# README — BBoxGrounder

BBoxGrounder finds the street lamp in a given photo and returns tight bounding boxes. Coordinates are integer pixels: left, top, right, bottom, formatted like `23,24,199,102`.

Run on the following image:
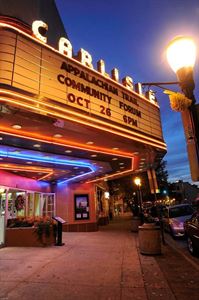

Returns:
134,177,142,213
167,36,199,181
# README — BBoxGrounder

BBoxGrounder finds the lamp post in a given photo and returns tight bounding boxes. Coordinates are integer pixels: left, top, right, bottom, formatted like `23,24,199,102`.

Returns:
134,177,142,214
167,36,199,181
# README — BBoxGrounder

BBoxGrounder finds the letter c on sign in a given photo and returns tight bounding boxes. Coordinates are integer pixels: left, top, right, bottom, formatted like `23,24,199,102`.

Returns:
32,20,48,43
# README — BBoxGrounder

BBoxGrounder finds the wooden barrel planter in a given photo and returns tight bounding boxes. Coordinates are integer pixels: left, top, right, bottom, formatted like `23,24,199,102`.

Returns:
138,223,161,255
5,227,55,247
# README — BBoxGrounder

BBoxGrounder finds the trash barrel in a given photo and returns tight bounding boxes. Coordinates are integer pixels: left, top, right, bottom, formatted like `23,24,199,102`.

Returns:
138,223,161,255
131,216,142,232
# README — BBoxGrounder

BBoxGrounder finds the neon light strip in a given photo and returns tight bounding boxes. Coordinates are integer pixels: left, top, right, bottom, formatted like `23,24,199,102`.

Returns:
0,150,93,170
58,171,94,184
0,164,53,180
0,151,95,182
86,169,133,183
0,89,166,150
0,21,159,107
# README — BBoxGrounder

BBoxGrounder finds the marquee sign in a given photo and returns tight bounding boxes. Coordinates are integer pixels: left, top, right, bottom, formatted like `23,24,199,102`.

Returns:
0,23,165,145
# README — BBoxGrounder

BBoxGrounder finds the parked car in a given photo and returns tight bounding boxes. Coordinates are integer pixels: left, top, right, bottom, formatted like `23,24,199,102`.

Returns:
162,204,194,238
184,210,199,255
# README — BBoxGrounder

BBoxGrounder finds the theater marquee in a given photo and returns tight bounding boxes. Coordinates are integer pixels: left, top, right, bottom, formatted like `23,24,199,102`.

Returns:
0,23,165,143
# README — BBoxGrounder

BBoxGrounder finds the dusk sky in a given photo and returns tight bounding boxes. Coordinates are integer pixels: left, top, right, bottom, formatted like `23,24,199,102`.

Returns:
56,0,199,184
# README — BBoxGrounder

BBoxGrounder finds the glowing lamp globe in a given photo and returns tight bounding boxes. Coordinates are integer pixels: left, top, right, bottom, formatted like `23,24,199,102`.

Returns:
167,36,196,73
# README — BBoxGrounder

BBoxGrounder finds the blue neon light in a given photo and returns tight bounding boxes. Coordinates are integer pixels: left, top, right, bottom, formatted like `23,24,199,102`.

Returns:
0,151,97,184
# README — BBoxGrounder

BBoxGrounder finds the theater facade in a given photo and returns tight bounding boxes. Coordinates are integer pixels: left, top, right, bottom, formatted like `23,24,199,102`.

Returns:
0,1,166,244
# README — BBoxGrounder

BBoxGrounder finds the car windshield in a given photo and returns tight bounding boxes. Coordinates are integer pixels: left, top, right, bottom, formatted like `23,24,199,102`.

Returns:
169,205,193,218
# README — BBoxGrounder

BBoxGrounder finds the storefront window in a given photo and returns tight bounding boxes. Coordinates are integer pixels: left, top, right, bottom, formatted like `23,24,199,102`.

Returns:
3,188,55,219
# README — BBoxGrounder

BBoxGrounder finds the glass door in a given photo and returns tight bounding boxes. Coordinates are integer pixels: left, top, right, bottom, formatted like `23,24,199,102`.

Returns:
0,187,6,247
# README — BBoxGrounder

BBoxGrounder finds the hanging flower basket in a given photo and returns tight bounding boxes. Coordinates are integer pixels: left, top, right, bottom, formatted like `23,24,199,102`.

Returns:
164,91,192,112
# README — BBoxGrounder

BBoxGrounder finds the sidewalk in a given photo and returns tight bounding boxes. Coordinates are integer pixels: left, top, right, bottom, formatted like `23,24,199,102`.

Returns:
0,216,199,300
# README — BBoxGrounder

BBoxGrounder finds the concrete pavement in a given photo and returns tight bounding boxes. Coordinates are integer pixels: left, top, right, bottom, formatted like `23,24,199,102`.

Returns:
0,216,199,300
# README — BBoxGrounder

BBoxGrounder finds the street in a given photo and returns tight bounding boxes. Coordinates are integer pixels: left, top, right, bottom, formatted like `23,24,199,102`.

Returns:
165,233,199,270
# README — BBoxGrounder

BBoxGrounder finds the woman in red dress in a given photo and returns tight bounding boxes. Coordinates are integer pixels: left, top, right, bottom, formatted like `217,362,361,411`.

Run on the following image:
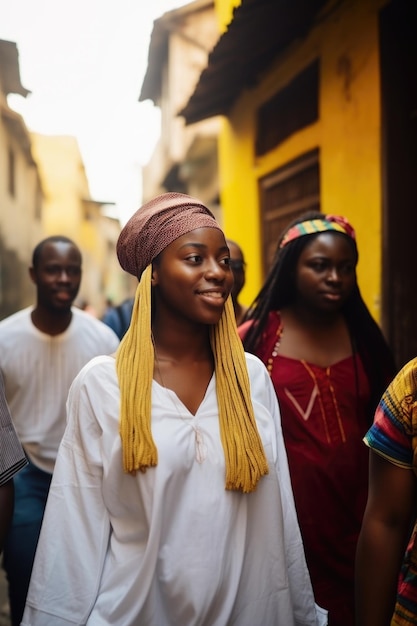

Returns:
239,213,396,626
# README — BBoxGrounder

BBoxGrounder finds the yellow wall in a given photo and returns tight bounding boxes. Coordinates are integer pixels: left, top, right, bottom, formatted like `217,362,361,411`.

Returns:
219,0,383,320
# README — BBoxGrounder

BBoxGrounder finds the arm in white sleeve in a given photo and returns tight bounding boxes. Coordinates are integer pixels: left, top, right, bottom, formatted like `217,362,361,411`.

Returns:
22,368,110,626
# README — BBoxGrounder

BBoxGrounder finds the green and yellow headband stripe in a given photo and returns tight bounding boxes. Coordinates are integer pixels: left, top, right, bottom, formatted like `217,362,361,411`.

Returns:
279,215,356,248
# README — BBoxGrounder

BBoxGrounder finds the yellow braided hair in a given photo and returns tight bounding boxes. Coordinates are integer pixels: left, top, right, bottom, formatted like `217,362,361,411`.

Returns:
116,265,158,473
116,265,268,493
210,297,268,493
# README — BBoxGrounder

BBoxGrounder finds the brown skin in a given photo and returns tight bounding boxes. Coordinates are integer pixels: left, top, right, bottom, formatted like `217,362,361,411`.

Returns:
0,480,14,552
152,228,233,414
226,239,248,326
29,242,81,336
355,451,417,626
279,232,356,367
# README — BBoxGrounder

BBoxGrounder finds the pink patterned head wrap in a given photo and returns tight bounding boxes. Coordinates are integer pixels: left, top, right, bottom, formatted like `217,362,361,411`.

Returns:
116,193,221,279
279,215,356,248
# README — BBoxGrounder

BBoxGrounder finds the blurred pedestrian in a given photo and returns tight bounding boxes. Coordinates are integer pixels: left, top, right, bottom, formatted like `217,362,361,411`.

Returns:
0,236,119,626
102,298,134,339
356,358,417,626
0,374,27,552
239,213,396,626
226,239,247,325
22,193,324,626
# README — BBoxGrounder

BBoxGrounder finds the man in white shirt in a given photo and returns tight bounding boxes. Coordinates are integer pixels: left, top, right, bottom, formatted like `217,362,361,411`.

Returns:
0,236,119,626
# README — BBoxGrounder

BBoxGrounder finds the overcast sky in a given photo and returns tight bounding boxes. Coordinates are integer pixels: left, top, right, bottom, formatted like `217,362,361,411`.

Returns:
0,0,188,222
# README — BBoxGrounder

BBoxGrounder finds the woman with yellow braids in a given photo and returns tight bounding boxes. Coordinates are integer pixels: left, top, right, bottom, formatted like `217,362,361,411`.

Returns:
22,193,325,626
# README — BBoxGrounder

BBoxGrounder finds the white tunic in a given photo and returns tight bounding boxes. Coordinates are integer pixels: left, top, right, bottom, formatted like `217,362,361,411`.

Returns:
22,355,324,626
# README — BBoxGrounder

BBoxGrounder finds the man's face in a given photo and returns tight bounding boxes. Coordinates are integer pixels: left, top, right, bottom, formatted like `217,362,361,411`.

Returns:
30,242,81,313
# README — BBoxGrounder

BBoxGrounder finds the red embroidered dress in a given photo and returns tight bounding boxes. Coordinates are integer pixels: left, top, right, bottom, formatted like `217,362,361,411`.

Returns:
239,312,370,626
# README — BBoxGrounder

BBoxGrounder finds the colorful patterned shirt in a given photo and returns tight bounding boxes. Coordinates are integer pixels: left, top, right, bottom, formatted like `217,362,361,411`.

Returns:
364,358,417,626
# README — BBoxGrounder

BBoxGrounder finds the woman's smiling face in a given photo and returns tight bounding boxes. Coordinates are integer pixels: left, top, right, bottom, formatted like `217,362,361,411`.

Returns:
152,228,233,324
296,232,357,312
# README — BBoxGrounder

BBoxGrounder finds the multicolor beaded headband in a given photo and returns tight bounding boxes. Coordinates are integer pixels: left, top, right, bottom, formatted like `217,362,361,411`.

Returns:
279,215,356,248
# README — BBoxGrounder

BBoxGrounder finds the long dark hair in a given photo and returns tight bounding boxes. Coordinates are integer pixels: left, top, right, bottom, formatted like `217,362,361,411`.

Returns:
243,212,397,420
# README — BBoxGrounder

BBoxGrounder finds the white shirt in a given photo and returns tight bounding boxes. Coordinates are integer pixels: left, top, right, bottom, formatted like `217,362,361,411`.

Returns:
22,355,324,626
0,307,119,473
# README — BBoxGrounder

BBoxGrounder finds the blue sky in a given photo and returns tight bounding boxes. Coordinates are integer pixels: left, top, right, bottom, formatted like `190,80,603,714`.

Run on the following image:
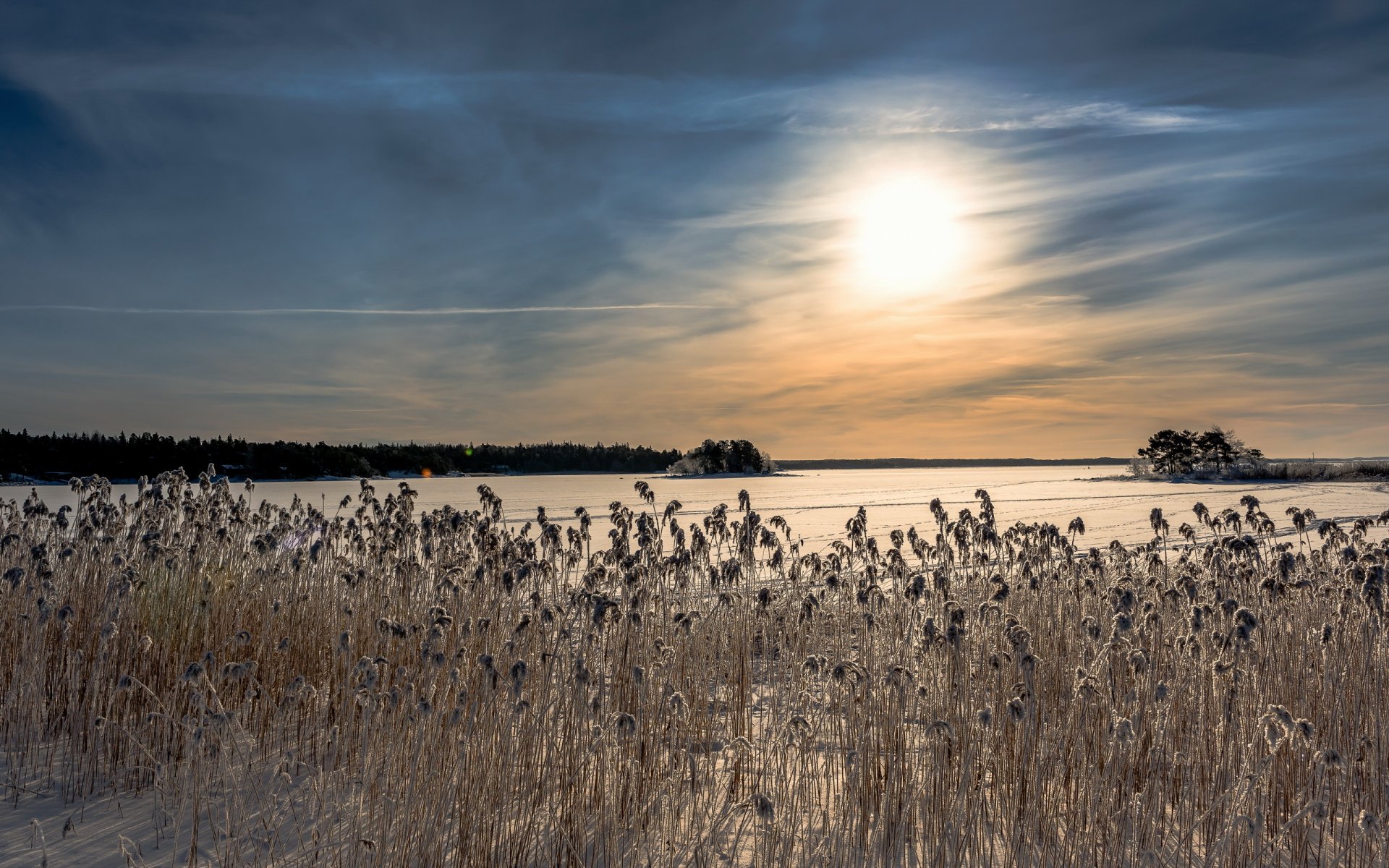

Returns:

__Task brief__
Reproduce the listing verbatim, beginning with its first line and stopping after the line that contains "131,216,142,232", with both ends included. Leave the pictures out of your copy.

__Full output__
# README — BBoxGrounder

BBoxGrounder finds the street lamp in a given photo and returns tight bounding boxes. Coordinates are integer pixels: left, top, right, bottom, formatted like `23,24,199,102`.

Run on the following image:

Returns:
134,177,142,213
167,36,199,181
# README — BBoxGrounder

BBoxGrounder finds the lamp post in a given photo and returns tight bounding boxes. Coordinates are integer pixels: left, top, right, bottom, formatted like `23,24,199,102`.

Returns:
134,177,142,214
167,36,199,181
# README — BBoxGrounder

BBoxGrounder finds the letter c on sign in a given photo and returns tight bounding boxes. Coordinates are integer pixels: left, top, right, bottom, formatted like `23,24,199,102`.

Returns:
32,20,48,43
# README — BBoxGrounder

BBoxGrounder finds the wooden barrel planter in a given photo and returns tight bounding boxes. Coordinates are integer pixels: left, top, right, bottom, formatted like `23,24,199,102`.

Returns:
138,223,161,255
5,227,55,247
# README — BBoxGrounder

BBoxGrounder finds the trash barrel in a given photo and returns tight bounding boxes. Coordinates are integer pixels: left, top, right, bottom, formatted like `23,24,199,102`.

Returns:
138,223,161,255
131,216,142,232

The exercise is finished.